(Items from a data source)
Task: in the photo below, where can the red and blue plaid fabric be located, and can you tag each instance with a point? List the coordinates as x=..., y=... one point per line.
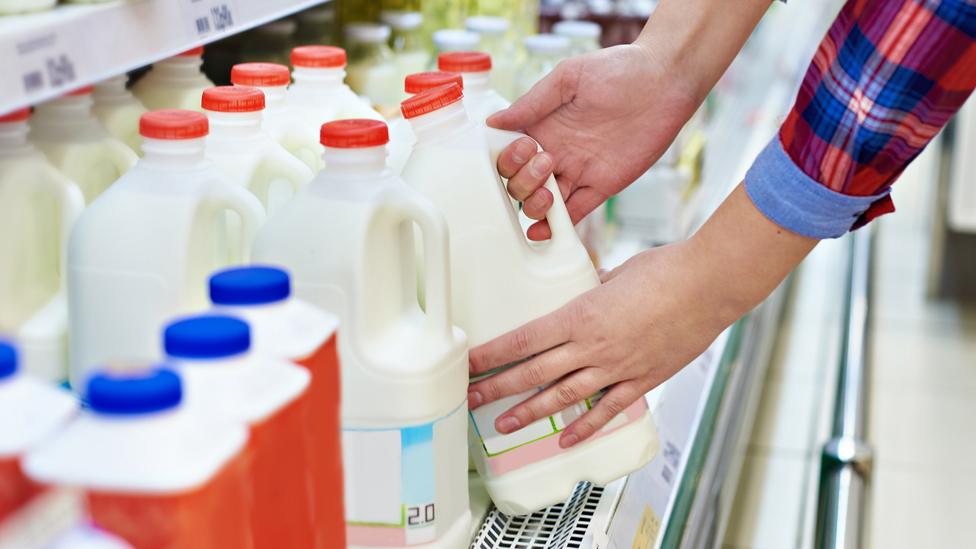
x=886, y=78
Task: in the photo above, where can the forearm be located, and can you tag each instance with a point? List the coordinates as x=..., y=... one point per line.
x=700, y=38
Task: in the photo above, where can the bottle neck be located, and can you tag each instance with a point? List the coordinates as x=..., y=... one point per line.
x=234, y=125
x=172, y=152
x=440, y=123
x=369, y=161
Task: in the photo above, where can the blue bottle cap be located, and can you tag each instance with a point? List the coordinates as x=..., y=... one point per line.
x=249, y=286
x=134, y=393
x=8, y=360
x=207, y=337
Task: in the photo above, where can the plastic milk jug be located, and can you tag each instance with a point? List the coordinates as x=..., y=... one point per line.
x=401, y=134
x=500, y=282
x=279, y=119
x=30, y=412
x=348, y=241
x=174, y=83
x=246, y=154
x=222, y=378
x=122, y=290
x=154, y=473
x=67, y=132
x=291, y=329
x=480, y=98
x=39, y=207
x=119, y=111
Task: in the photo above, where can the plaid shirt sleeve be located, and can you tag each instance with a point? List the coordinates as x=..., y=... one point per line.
x=886, y=78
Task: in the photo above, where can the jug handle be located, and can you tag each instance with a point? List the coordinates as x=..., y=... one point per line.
x=408, y=208
x=561, y=225
x=225, y=196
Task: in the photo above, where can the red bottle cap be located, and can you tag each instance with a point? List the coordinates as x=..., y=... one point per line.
x=464, y=61
x=173, y=124
x=431, y=100
x=318, y=57
x=233, y=99
x=260, y=74
x=355, y=133
x=423, y=81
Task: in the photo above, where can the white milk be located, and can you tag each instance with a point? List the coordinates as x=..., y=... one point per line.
x=480, y=98
x=496, y=42
x=348, y=241
x=30, y=412
x=174, y=83
x=167, y=207
x=142, y=457
x=119, y=111
x=280, y=119
x=38, y=209
x=401, y=134
x=500, y=282
x=67, y=132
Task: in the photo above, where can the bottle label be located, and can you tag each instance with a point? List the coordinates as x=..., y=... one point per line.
x=391, y=481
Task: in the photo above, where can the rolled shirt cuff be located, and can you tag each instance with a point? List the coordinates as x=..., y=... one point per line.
x=795, y=201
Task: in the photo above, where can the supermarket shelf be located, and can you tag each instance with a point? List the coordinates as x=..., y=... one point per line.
x=46, y=54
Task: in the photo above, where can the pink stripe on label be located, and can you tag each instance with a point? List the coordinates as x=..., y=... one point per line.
x=376, y=535
x=549, y=446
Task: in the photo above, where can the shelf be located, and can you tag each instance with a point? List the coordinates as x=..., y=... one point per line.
x=46, y=54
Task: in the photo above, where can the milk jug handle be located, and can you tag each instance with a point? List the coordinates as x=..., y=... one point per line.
x=225, y=196
x=561, y=225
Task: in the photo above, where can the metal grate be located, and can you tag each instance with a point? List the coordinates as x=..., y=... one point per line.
x=562, y=526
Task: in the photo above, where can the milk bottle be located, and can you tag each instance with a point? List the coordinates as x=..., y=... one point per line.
x=348, y=241
x=401, y=134
x=290, y=329
x=30, y=412
x=154, y=473
x=121, y=290
x=38, y=208
x=119, y=111
x=73, y=140
x=480, y=99
x=495, y=41
x=501, y=282
x=280, y=120
x=174, y=83
x=224, y=379
x=246, y=154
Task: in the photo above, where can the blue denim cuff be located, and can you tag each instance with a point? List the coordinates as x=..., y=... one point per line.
x=795, y=201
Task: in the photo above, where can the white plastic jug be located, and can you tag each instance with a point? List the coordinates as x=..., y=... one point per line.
x=500, y=282
x=348, y=241
x=224, y=379
x=154, y=473
x=67, y=132
x=480, y=98
x=174, y=83
x=246, y=154
x=291, y=329
x=401, y=134
x=142, y=252
x=38, y=208
x=280, y=119
x=30, y=412
x=119, y=111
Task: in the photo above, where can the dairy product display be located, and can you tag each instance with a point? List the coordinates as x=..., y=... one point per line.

◆ **EXERCISE PROMPT**
Except for the pictures, print the data above exactly.

◆ **ANSWER TO THIS EXERCISE**
Task: in the photo below, where can the red and blue plaid fabric be located, and can you tag each instance with a point? List the coordinates as x=..., y=... one point per line.
x=886, y=78
Task: in the photo above, where can the forearm be located, and can you tag each instance with a point? List the coordinates as x=..., y=... one point per line.
x=700, y=38
Task: in the photo above, where can the bottle neck be located, and can you tag each instance with a point? List the coordinates as x=..., y=... one point per line.
x=234, y=125
x=172, y=152
x=440, y=123
x=369, y=161
Task: in the photo above, where can the blue bottle cap be located, and can you tag each instance with a point? List the coordinates as x=..., y=... one point per line.
x=249, y=286
x=134, y=393
x=8, y=360
x=207, y=337
Task: in the photo above, where can the plastic milk jug be located, and can you tag each instance with a point? List the coordinates as x=..., y=... one point per line.
x=401, y=134
x=500, y=282
x=279, y=119
x=30, y=412
x=348, y=241
x=174, y=83
x=246, y=154
x=222, y=378
x=122, y=290
x=154, y=473
x=67, y=132
x=291, y=329
x=480, y=98
x=39, y=207
x=119, y=111
Task: in the photo above, where can the plaid shirt sleeve be located, and can you tag each instance with a point? List the coordinates as x=..., y=... one point per line.
x=886, y=78
Task: in the photo above, where can the jug handle be located, and can you tag each instance with a point? List the coordinates as x=..., y=... one point per line.
x=408, y=208
x=561, y=225
x=225, y=196
Task: in the photo above, where can the red bottle cap be located, and can you tag each instance with a point? List the coordinates as x=..., y=... one point per line.
x=464, y=61
x=173, y=124
x=431, y=100
x=318, y=57
x=233, y=99
x=260, y=74
x=355, y=133
x=423, y=81
Task: in the photo above, where can the white milk be located, and can you tag each instance with a point? List the coordinates as x=..., y=... one point per line.
x=480, y=98
x=496, y=42
x=348, y=241
x=30, y=412
x=174, y=83
x=167, y=207
x=142, y=457
x=119, y=111
x=280, y=119
x=38, y=209
x=401, y=134
x=500, y=282
x=67, y=132
Task: in the photo above, where can the bottle label be located, and can you tag each instance with a point? List the coordinates as x=..., y=... one point per line.
x=391, y=481
Task: in the photo above, where can the rolled shirt cuff be located, and can you tag each instance with a point? List the coordinates as x=..., y=... one point per line.
x=795, y=201
Task: in the photo above, where can the supermarket shelf be located, and can you tag each instance with a point? List the coordinates as x=..., y=... one point per line.
x=46, y=54
Task: in the photo above, where can the pink stripe on label be located, and can you tag each instance with a point? List the coordinates as x=..., y=... one point per line.
x=376, y=535
x=549, y=446
Task: in the photo above, where can the shelf be located, and can you tag each instance with a point? List the coordinates as x=..., y=... one point per line.
x=46, y=54
Task: in the photo above, where can the milk jug handle be located, and can you tag each instance with a point? List the coordinates as x=..., y=... one point per line.
x=225, y=196
x=561, y=225
Task: in the photo above, where can the metal grate be located, and can you tag each instance with a point? List the coordinates as x=..., y=... one point per line.
x=562, y=526
Task: in the photo above, where can the milk bottle be located, and can you tag each instance with a point? List the coordinates as x=..., y=... one point per line.
x=348, y=241
x=401, y=134
x=290, y=329
x=30, y=412
x=154, y=473
x=121, y=290
x=38, y=208
x=119, y=111
x=73, y=140
x=480, y=99
x=495, y=41
x=501, y=282
x=280, y=120
x=174, y=83
x=224, y=379
x=246, y=154
Task: in the photo above, where can the blue denim cuff be located, and can you tag each instance with a point? List the coordinates as x=..., y=... one point per line.
x=795, y=201
Task: in the photo above, where can the white plastic jug be located, and can you tag each instance with a point? List the coordinates as x=..., y=... one point per line.
x=500, y=282
x=348, y=241
x=224, y=379
x=154, y=473
x=67, y=132
x=480, y=98
x=174, y=83
x=246, y=154
x=291, y=329
x=401, y=134
x=142, y=252
x=38, y=208
x=280, y=119
x=30, y=412
x=119, y=111
Task: in the photo above, where can the dairy product display be located, and can you tag each instance with a point? List the coordinates as x=..., y=... one point per line.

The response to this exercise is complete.